■ Prompt:
Can you locate every line in the material below that contains the string "glass" and copy each of those lines? Case matters, so count only matches with the same capitalization.

— Start Material —

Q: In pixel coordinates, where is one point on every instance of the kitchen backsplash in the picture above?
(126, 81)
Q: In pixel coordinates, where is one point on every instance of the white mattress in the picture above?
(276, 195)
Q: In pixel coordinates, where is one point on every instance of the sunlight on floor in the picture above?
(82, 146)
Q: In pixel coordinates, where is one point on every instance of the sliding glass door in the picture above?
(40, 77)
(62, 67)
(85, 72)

— End Material —
— Start Material —

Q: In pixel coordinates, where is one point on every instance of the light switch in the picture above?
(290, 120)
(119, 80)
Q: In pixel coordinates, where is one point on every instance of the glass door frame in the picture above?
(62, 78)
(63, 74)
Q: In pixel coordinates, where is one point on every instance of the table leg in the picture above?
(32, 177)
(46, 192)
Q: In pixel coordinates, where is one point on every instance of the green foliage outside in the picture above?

— End Material —

■ The output:
Q: In pixel coordinates, where is one point on every instance of the sliding glass door in the picture above?
Q: In pixel coordinates, where is one point on every instance of the glass door frame in the picture above?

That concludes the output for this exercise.